◆ Assignment ◆
Whenever the word "woman" appears in a line of the data below, copy that line.

◆ Data provided ◆
* * *

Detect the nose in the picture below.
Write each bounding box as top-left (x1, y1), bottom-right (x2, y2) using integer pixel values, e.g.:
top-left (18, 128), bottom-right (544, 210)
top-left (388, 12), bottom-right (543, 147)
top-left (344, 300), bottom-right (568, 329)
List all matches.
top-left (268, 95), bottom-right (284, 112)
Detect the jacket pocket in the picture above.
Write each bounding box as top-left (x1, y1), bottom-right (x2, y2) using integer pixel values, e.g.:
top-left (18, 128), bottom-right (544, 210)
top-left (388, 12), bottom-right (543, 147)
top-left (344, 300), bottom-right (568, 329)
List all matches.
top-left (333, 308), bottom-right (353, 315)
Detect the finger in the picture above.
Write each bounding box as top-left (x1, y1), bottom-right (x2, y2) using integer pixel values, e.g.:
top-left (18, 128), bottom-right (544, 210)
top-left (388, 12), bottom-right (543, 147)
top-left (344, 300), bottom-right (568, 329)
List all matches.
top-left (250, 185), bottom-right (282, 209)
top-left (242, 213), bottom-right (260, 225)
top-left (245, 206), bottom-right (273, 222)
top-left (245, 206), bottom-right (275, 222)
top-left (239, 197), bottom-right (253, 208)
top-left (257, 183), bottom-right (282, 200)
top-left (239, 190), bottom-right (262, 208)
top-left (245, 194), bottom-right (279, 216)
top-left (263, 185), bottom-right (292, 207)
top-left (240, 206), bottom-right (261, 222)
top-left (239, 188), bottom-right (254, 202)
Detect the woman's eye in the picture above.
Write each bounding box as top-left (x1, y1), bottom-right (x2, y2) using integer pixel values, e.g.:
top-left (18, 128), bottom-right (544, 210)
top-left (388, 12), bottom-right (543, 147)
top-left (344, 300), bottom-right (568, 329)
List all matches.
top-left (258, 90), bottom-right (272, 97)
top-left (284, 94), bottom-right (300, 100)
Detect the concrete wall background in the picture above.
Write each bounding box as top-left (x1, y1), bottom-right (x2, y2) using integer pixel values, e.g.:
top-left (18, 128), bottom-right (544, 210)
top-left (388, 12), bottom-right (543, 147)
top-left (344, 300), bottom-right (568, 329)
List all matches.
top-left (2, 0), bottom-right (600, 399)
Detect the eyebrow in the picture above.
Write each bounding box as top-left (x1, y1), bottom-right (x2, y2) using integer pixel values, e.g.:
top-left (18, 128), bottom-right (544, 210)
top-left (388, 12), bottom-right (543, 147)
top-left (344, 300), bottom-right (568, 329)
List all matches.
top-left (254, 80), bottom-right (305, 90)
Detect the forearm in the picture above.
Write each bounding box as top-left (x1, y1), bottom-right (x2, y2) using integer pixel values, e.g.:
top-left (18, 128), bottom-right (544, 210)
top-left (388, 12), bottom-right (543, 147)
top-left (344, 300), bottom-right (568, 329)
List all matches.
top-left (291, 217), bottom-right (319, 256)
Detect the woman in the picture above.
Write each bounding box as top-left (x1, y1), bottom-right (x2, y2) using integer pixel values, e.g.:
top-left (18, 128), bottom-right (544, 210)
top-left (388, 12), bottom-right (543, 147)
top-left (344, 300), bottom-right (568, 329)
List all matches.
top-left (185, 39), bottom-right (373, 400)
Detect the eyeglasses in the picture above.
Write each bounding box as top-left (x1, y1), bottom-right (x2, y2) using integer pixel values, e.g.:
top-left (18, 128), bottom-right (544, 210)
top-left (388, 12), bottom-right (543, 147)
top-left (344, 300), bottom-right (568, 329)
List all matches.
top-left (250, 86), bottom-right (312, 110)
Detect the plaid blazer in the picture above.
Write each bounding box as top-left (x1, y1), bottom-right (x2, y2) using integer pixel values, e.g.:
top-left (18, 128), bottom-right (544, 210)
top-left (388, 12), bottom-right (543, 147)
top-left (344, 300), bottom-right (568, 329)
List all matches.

* * *

◆ Solution to this exercise ◆
Detect the woman's eye in the picture above.
Detect the woman in the picture above.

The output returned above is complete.